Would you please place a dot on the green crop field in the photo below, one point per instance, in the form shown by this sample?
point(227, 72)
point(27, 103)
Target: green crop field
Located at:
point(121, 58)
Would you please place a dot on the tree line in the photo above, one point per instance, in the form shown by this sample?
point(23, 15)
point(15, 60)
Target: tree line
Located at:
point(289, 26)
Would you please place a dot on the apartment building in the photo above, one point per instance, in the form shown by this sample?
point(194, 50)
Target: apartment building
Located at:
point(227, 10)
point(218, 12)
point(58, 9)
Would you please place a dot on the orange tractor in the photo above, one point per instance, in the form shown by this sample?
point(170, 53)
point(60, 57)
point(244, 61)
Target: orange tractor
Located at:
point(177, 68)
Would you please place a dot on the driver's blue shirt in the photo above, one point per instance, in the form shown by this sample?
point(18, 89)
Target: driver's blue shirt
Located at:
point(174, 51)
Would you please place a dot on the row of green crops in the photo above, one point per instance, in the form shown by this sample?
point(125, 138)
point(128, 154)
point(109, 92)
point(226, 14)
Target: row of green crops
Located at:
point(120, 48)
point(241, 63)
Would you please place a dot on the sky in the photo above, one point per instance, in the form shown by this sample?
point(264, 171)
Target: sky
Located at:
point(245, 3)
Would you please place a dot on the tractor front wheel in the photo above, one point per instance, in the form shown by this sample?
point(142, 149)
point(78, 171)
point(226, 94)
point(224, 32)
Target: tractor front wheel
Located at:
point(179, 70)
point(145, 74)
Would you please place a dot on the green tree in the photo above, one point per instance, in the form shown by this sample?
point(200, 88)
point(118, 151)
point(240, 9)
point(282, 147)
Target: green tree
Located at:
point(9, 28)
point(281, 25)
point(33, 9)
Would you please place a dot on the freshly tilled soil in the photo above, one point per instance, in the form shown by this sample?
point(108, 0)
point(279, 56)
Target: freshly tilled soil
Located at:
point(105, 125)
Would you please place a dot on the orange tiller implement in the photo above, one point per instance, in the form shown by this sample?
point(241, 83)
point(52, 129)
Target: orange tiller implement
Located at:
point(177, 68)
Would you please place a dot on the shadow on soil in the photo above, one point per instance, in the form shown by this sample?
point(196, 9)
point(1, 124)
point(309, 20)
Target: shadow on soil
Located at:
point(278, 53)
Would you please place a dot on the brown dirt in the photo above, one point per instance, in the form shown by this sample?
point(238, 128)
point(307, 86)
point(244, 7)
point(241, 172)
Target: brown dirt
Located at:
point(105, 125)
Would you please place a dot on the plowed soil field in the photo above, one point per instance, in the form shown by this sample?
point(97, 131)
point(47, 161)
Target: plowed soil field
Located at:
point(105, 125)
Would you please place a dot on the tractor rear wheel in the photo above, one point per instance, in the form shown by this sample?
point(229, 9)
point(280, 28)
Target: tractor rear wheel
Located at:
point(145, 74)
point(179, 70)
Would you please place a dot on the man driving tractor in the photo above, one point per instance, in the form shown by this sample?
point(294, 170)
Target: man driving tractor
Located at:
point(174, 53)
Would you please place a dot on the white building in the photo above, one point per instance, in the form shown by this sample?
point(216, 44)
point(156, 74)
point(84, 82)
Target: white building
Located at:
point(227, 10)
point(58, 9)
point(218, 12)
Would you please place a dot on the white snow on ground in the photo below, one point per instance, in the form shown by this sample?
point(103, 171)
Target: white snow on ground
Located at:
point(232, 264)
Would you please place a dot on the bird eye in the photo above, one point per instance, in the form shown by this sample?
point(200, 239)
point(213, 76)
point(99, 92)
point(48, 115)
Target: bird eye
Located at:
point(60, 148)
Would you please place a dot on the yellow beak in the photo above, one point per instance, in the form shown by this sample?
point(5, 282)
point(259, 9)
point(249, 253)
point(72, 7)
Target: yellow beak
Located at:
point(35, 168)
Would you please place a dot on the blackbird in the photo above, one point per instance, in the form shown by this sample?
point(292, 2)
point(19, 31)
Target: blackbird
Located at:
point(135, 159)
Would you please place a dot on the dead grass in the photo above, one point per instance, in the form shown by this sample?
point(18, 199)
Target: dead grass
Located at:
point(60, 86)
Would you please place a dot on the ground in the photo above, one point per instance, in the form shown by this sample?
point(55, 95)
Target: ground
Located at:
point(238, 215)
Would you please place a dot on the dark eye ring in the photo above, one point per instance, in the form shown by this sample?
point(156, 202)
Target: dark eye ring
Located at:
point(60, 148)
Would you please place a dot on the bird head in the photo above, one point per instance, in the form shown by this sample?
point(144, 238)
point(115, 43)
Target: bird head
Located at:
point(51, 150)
---
- WHAT IS ASKED:
Can you copy the data word for word, starting at the line containing "Would you please place a dot on the driver's" and ending at the line containing "point(174, 51)"?

- WORKED SOLUTION:
Would you please place a dot on the driver's blue shirt in the photo above, one point per instance, in the form shown by this sample?
point(18, 89)
Target: driver's blue shirt
Located at:
point(174, 51)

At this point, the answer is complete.